(Task description)
Every line below should be repeated exactly.

Object pointing dataset rows
————

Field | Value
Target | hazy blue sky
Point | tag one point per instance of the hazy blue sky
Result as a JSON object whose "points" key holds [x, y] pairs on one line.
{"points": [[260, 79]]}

————

(Expected answer)
Field | Value
Target | hazy blue sky
Point | tag one point per instance of the hazy blue sky
Result as a JSON object whose "points" key holds [x, y] pairs on one line.
{"points": [[260, 79]]}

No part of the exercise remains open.